_Requirement 1_: Turn the rows, starting with the first one and ending with the line that contains "pixel 439 408", into a numbered list, leaving out any blank lines.

The new part is Graviton2 and this is an exceptional server processor that will be a key part of the EC2 compute offering powering the M6g (general purpose), M6gd (general purpose with SSD block storage) the C6g (compute optimized), the R6g (memory optimized) and the R6gd (memory optimized with SSD block storage) instance families. This 7nm part is based upon customized 64-bit ARM Neoverse N1 cores and it is smoking fast. Rather than being offered as an alternative instance type that will run some workloads with better price/performance, it’s being offered as a better version of an existing, very highly-used EC2 instance type, the M5.

Here’s comparative data between M6g and M5, the previous generation instance type, from an excellent Forbes article by Patrick Moorhead:

  • >40% better integer performance on SPECint2017 rate (estimate)
  • >20% better floating-point performance on SPECfp2017 Rate (estimate)

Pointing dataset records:
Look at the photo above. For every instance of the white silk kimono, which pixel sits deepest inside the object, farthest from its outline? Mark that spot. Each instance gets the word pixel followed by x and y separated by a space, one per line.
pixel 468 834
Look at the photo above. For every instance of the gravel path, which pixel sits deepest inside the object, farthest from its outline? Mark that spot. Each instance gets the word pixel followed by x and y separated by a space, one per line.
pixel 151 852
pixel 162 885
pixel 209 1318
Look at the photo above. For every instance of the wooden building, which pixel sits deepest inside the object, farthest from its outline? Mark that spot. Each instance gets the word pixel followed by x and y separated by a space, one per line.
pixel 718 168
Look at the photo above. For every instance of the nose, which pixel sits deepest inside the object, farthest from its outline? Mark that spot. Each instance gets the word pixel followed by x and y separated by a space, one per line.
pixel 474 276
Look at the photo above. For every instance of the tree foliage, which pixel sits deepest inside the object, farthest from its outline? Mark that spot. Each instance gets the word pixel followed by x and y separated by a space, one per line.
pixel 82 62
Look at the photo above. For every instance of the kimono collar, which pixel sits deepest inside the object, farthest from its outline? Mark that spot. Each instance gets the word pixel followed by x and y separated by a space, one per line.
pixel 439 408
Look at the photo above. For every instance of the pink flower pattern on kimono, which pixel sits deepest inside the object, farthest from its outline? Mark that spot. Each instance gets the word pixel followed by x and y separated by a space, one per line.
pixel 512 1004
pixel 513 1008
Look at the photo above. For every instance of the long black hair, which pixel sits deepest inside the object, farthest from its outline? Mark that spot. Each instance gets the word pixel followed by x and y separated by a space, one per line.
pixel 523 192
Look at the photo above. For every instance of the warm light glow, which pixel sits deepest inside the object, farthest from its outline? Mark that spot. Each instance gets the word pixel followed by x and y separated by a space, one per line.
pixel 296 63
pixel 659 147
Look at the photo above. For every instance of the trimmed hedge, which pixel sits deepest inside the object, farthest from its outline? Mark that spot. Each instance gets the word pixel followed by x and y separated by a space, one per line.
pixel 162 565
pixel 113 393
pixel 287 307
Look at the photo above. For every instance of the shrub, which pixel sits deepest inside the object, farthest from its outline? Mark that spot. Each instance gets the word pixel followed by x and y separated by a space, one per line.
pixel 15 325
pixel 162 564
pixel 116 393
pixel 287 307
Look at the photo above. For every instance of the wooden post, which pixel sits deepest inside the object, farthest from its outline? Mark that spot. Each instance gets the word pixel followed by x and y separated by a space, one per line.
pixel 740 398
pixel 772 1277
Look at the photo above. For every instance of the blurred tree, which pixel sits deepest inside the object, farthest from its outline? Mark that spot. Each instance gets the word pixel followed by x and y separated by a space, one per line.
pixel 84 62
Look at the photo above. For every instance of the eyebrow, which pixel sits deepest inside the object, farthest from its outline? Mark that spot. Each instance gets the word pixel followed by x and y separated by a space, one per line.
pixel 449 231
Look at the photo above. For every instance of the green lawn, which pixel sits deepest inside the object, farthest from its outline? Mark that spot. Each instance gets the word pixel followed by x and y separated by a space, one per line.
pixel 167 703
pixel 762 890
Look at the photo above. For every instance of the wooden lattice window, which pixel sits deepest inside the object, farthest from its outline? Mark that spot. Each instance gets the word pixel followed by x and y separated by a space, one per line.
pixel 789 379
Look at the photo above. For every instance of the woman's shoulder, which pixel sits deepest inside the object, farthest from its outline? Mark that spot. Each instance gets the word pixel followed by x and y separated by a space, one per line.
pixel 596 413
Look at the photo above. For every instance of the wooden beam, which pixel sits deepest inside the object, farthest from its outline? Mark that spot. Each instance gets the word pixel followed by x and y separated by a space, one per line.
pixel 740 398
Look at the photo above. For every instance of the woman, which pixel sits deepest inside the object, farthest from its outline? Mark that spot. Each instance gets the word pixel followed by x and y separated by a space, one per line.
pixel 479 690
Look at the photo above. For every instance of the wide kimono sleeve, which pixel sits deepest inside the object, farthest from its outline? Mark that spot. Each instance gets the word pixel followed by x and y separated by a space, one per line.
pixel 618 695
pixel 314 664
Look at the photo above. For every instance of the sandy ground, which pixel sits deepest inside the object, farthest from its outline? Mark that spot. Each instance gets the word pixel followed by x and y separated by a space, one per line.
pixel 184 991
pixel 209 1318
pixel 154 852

_Requirement 2_: Say whether each statement below agrees with the Graviton2 passage, answering yes or no and quoting the words that decide it. (a) Graviton2 is a 7nm part. (b) Graviton2 is offered as an alternative instance type that will run some workloads with better price/performance. (c) The comparison credits M6g with more than 40% better floating-point performance than M5.

_Solution 1_:
1. Look at the photo above. For every instance of the white silk kimono, which pixel sits deepest inside the object, farthest from its outline? Mark that spot. Each instance gets the word pixel followed by x and y separated by a space, one per line.
2. pixel 468 834
3. Look at the photo above. For every instance of the gravel path, which pixel sits deepest inside the object, farthest from its outline? Mark that spot. Each instance gets the word pixel followed by x and y separated by a space, one per line.
4. pixel 151 852
5. pixel 162 885
6. pixel 209 1318
7. Look at the photo above. For every instance of the wooden building, which pixel sits deepest inside the object, farthest from its outline? Mark that spot. Each instance gets the word pixel followed by x and y separated by a space, one per line.
8. pixel 718 168
9. Look at the photo above. For every instance of the nose, which pixel sits deepest inside the object, farthest from its outline? Mark that spot. Each instance gets the word pixel followed by x and y separated by a space, one per line.
10. pixel 474 276
11. Look at the photo above. For every instance of the tree foliage, which pixel sits deepest inside the object, farthest from its outline? Mark that spot. Each instance gets the word pixel followed by x and y separated by a space, one per line.
12. pixel 82 62
13. Look at the photo above. For every instance of the kimono collar, which pixel sits deepest inside the object, farthest from its outline? Mark that spot. Each instance gets the word pixel followed by x and y separated by a space, one per line.
14. pixel 439 408

_Solution 2_:
(a) Yes: "This 7nm part is based upon customized 64-bit ARM Neoverse N1 cores"
(b) No: "it’s being offered as a better version of an existing, very highly-used EC2 instance type, the M5"
(c) No: ">20% better floating-point performance on SPECfp2017 Rate (estimate)"